PROBLEM A: Copy out the point cloud segmentation abstract below word for word, in full.

Point cloud semantic segmentation is a key technique in the digital twin construction of water conservancy project, which can realize the identification and change detection of terrain features. However, constructing full-range point cloud data of the water conservancy environment remains one of the critical challenges for achieving comprehensive digital twin construction. Meanwhile, the openness of the water conservancy environment makes its point cloud data highly complex in structure with indistinct boundaries between different categories and huge differences in volume. This poses challenges to the accuracy and robustness of point cloud semantic segmentation algorithms. Therefore, we adopt unmanned aerial vehicle (UAV)-borne lidar to scan water conservancy scenes and construct a large-scale point cloud dataset, Water Conservancy Segment 3D (WCS3D), with approximately 265 million points. On this basis, we propose a point cloud segmentation model named PointBiMssc based on a bidirectional multi-scale attention mechanism for point cloud semantic segmentation in water conservancy environments. Experiments on our constructed dataset WCS3D and the benchmark dataset ScanNet V2 demonstrate that the proposed PointBiMssc model can accurately accomplish point cloud semantic segmentation tasks and generate high-precision segmentation boundaries. It surpasses the latest models including PointMetaBase, PointConvFormer, SPoTr and PointNeXt on the evaluation metrics of mIoU and OA, achieving state-of-the-art performance.

RECORDS PROVIDED:
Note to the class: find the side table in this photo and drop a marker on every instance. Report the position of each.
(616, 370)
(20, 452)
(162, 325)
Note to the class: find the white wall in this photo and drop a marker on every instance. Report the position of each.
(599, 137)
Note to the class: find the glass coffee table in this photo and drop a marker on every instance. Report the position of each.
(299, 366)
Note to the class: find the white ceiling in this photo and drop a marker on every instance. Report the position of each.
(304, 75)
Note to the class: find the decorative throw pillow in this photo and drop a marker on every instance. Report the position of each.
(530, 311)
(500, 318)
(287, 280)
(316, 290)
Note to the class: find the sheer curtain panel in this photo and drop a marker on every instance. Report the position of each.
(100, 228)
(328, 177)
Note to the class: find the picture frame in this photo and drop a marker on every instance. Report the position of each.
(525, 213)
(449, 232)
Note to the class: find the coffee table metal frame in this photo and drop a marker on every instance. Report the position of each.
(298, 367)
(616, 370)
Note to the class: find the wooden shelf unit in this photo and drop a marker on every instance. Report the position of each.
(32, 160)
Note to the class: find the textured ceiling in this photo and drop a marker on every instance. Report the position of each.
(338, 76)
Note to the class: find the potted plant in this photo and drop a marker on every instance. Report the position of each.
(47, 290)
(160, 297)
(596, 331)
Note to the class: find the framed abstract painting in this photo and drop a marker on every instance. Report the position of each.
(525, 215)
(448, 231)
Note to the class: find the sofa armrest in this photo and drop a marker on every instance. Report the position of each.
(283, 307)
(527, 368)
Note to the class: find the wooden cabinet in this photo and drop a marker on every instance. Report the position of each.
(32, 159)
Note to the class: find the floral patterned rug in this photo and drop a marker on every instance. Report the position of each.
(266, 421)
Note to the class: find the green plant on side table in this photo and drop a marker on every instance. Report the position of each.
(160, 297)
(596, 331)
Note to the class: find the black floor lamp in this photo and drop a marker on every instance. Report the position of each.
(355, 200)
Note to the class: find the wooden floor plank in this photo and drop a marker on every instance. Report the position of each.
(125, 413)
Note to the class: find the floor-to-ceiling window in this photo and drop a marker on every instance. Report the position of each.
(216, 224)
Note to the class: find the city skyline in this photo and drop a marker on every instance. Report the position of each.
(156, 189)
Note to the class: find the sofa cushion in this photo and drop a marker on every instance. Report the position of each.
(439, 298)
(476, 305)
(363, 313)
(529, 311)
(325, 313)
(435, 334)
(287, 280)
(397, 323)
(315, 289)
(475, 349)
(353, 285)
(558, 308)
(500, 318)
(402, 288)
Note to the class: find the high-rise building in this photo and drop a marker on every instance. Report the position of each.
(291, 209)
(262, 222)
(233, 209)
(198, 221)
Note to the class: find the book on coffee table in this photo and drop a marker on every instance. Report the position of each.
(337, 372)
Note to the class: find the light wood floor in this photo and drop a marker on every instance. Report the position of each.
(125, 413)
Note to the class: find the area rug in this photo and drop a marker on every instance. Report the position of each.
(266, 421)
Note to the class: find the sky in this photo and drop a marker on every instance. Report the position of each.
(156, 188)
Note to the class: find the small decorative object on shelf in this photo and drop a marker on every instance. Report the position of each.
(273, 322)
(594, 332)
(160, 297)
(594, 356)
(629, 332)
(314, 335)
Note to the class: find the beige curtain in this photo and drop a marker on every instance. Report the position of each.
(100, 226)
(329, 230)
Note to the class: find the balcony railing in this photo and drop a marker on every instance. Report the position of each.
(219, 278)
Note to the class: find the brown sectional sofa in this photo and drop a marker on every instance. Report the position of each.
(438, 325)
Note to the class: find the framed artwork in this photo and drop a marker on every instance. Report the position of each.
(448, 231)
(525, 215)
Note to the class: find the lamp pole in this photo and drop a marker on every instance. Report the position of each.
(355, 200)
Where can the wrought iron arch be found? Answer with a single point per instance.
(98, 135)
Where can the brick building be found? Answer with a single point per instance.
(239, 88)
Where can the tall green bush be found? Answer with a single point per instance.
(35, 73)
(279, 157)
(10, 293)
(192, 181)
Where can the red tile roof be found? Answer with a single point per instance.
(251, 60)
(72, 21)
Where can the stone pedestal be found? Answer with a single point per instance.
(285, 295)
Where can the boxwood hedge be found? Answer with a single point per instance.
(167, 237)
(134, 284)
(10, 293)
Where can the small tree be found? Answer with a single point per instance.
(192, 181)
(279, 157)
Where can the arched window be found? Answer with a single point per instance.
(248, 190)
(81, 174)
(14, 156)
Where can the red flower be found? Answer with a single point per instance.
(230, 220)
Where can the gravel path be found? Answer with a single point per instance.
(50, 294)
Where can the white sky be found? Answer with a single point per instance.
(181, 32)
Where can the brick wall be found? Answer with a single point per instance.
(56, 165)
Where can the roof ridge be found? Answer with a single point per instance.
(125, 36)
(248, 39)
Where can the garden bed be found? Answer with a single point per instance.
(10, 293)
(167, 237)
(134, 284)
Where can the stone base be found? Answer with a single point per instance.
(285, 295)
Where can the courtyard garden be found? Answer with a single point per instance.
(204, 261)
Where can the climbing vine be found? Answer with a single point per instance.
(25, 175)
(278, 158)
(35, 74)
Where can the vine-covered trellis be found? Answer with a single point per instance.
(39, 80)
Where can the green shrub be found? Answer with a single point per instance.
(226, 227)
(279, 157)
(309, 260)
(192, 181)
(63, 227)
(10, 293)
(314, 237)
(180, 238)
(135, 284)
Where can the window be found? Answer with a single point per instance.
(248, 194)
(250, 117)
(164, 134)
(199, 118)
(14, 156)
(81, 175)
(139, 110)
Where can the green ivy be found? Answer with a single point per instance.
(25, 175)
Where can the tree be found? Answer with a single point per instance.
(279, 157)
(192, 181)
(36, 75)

PROBLEM B: How many lines of the records above contain the string "ceiling"? Case counts; reply with the number only.

FULL SOLUTION A:
Point cloud semantic segmentation is a key technique in the digital twin construction of water conservancy project, which can realize the identification and change detection of terrain features. However, constructing full-range point cloud data of the water conservancy environment remains one of the critical challenges for achieving comprehensive digital twin construction. Meanwhile, the openness of the water conservancy environment makes its point cloud data highly complex in structure with indistinct boundaries between different categories and huge differences in volume. This poses challenges to the accuracy and robustness of point cloud semantic segmentation algorithms. Therefore, we adopt unmanned aerial vehicle (UAV)-borne lidar to scan water conservancy scenes and construct a large-scale point cloud dataset, Water Conservancy Segment 3D (WCS3D), with approximately 265 million points. On this basis, we propose a point cloud segmentation model named PointBiMssc based on a bidirectional multi-scale attention mechanism for point cloud semantic segmentation in water conservancy environments. Experiments on our constructed dataset WCS3D and the benchmark dataset ScanNet V2 demonstrate that the proposed PointBiMssc model can accurately accomplish point cloud semantic segmentation tasks and generate high-precision segmentation boundaries. It surpasses the latest models including PointMetaBase, PointConvFormer, SPoTr and PointNeXt on the evaluation metrics of mIoU and OA, achieving state-of-the-art performance.

FULL SOLUTION B: 3